_Aim:_ Lay out the material as a Markdown table with two columns, Row and Line. Give each non-blank line its own numbered row, and leave the pictures out.

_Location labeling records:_
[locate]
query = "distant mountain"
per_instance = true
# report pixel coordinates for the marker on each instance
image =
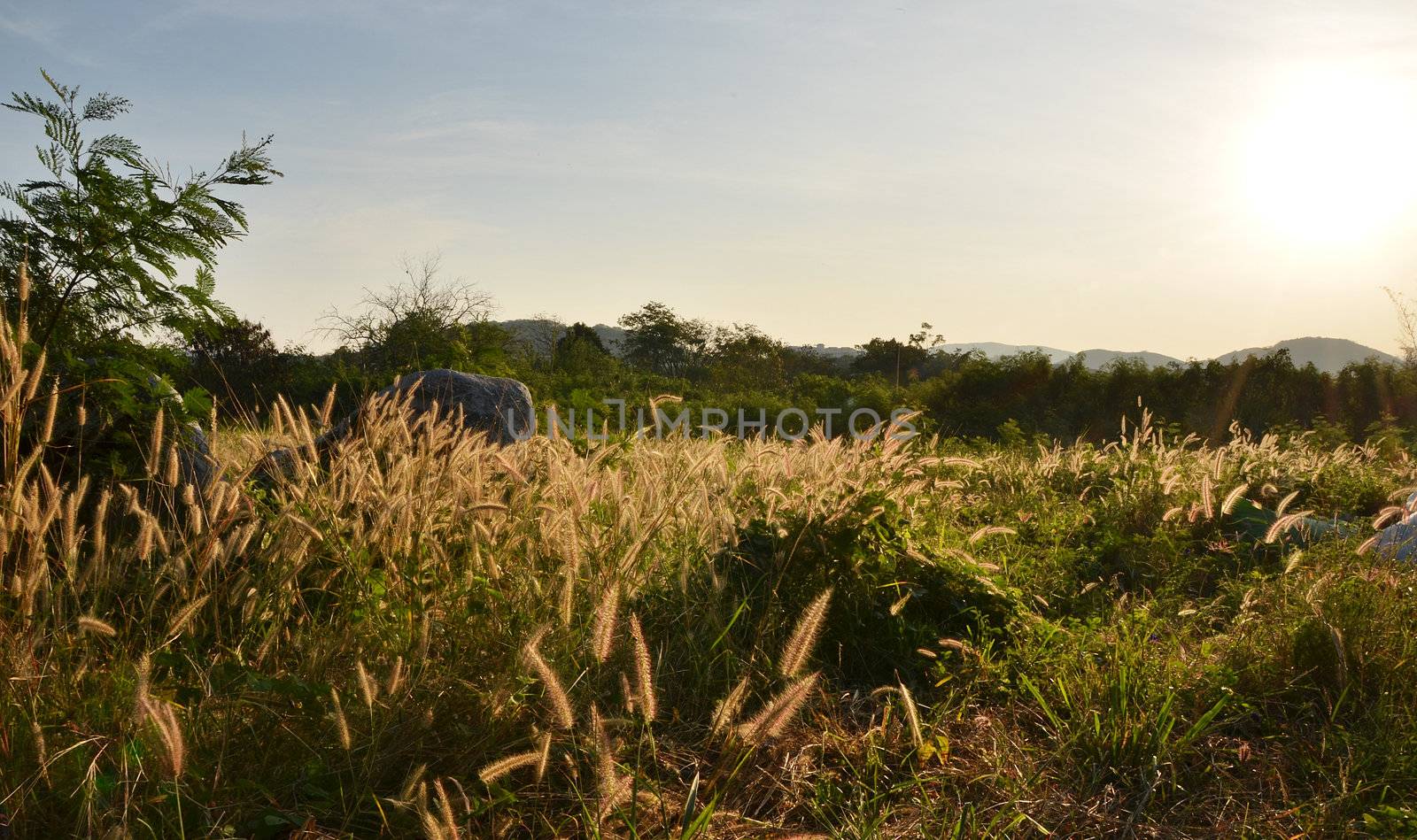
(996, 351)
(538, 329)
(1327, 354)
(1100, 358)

_Finished task:_
| Row | Line |
|---|---|
| 1 | [locate] |
| 2 | query = "distant mountain" |
| 3 | per_instance = true |
| 4 | # report pixel coordinates for the marker on each instance |
| 5 | image = |
| 6 | (996, 351) |
| 7 | (538, 329) |
| 8 | (1327, 354) |
| 9 | (1100, 358) |